Source passage: Begin

He dismissed the claims by Desmond Grant about "slopping out" as based on "unreality", adding that there was even an ample supply of air fresheners for prisoners.

His comments came as he considered an application for permission to appeal by Desmond Grant, a convicted rapist, who claimed the facilities in HMP Albany on the Isle of Wight amounted to torture under the European Convention on Human Rights.

Grant, 31, along with Roger Gleaves, a 79-year-old paedophile, lost a high profile test case last year over the use of bucket as temporary lavatories in some cells.

Had they succeeded it would have opened the way for around 360 other inmates or former inmates to claim compensation.

It would also have forced the Government to spend hundreds of millions of pounds remodelling, or even rebuilding, a handful of surviving Victorian prisons to ensure that every cell has its own lavatory.

Although slopping out was phased out in the 1990s, it is still used in some cases.

At HMP Albany, although prisoners do not have individual lavatories, there is a system in place to enable them out one at a time to use communal facilities even during hours when they are confined to their cells if they do not wish to use a bucket.

Source passage: End

Retype the stretch of the prison slopping-out passage from "His comments came" through "its own lavatory." word for word.

Study material: Begin

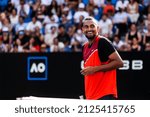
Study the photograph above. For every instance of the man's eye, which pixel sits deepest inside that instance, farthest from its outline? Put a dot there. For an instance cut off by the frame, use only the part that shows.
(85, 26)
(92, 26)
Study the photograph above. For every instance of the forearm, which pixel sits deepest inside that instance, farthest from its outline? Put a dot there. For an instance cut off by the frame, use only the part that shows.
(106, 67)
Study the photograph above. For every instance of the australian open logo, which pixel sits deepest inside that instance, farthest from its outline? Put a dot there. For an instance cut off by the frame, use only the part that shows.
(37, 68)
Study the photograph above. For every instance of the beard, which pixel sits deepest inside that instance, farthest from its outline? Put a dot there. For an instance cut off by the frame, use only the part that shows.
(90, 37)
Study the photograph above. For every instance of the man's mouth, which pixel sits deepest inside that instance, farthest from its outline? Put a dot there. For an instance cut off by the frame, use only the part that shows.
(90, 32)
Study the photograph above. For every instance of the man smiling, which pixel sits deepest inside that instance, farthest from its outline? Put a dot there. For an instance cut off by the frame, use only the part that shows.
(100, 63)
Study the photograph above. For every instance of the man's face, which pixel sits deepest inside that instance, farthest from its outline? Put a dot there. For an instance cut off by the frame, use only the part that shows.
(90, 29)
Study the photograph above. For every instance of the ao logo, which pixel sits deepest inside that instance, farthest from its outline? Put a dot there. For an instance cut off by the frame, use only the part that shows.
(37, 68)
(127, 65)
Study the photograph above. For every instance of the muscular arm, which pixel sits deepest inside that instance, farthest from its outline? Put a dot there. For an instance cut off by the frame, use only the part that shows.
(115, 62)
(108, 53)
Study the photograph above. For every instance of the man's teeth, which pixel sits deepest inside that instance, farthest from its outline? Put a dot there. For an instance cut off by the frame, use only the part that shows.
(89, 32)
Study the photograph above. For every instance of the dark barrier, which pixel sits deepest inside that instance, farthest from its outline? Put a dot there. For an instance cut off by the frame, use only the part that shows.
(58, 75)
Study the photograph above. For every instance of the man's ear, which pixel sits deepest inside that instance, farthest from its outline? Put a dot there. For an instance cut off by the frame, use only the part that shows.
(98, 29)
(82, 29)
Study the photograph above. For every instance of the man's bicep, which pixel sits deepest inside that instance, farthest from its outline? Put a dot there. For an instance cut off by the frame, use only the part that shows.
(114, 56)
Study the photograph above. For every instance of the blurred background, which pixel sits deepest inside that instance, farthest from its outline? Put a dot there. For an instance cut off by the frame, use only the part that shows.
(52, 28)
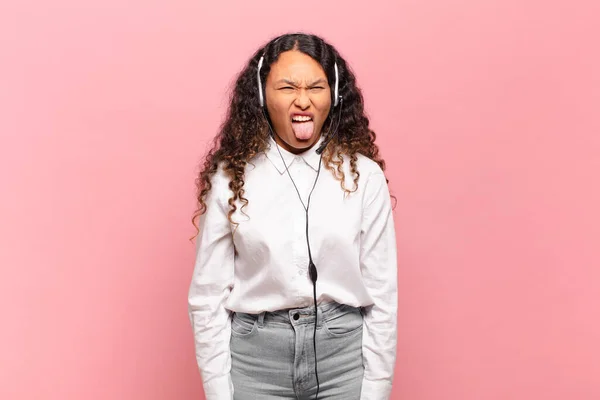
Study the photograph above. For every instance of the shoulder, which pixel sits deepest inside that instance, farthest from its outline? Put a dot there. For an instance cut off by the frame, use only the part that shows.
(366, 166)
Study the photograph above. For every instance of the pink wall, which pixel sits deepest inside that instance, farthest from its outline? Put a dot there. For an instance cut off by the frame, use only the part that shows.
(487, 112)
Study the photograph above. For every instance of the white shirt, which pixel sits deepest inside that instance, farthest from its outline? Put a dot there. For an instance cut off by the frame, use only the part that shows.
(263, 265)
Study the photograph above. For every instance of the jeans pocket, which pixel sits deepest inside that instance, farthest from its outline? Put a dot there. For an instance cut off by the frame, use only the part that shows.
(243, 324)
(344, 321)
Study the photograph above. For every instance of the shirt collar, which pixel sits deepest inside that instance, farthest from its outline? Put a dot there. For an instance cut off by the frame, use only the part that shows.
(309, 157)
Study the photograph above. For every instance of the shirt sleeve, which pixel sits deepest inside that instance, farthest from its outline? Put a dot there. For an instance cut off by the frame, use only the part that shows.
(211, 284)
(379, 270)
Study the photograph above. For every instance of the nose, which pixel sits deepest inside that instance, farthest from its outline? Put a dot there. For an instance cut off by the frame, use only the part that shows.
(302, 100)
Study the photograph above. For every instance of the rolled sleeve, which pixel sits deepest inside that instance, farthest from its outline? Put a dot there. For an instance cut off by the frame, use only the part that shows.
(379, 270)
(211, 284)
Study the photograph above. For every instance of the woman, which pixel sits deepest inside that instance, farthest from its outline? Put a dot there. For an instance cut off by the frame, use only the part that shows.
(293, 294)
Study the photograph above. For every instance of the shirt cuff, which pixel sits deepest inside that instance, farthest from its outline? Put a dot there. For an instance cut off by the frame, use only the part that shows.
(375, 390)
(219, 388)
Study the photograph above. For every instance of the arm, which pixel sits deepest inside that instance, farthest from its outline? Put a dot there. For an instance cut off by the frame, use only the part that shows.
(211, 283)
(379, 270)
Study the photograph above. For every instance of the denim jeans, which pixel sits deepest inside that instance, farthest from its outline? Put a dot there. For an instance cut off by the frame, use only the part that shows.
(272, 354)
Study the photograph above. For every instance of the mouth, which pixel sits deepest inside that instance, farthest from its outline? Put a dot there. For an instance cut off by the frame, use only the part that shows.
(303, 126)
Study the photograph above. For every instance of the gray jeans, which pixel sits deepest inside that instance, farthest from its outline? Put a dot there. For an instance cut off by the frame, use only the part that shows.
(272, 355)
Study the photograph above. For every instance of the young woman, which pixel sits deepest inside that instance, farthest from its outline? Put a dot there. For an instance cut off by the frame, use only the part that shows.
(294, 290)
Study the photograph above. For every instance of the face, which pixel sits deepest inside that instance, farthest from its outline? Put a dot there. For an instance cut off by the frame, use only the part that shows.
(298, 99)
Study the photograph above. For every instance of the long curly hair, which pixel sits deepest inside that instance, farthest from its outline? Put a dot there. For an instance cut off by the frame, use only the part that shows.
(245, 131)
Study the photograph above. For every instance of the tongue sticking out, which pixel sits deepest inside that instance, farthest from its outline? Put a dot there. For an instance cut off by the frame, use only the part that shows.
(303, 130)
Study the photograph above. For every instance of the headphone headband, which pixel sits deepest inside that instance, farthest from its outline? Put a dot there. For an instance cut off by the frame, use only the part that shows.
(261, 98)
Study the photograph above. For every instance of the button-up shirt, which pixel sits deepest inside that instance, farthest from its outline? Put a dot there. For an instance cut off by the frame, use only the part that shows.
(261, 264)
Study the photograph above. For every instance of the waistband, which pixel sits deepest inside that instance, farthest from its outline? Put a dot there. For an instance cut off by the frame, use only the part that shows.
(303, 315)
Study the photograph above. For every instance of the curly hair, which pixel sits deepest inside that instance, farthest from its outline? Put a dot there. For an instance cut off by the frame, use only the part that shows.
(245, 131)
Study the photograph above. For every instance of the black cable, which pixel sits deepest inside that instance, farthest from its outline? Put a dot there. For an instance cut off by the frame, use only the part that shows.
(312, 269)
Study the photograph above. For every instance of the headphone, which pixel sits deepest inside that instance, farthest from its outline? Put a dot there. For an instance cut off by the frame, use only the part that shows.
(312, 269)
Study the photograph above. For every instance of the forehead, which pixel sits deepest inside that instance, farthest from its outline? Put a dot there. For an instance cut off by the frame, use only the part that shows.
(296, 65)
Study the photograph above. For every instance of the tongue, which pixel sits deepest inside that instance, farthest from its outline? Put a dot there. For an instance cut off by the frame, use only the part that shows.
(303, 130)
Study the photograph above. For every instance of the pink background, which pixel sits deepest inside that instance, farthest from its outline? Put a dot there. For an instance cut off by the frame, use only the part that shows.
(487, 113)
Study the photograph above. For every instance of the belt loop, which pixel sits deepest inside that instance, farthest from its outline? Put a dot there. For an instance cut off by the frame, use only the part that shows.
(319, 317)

Study material: End

Result for this exercise |
His comments came as he considered an application for permission to appeal by Desmond Grant, a convicted rapist, who claimed the facilities in HMP Albany on the Isle of Wight amounted to torture under the European Convention on Human Rights.

Grant, 31, along with Roger Gleaves, a 79-year-old paedophile, lost a high profile test case last year over the use of bucket as temporary lavatories in some cells.

Had they succeeded it would have opened the way for around 360 other inmates or former inmates to claim compensation.

It would also have forced the Government to spend hundreds of millions of pounds remodelling, or even rebuilding, a handful of surviving Victorian prisons to ensure that every cell has its own lavatory.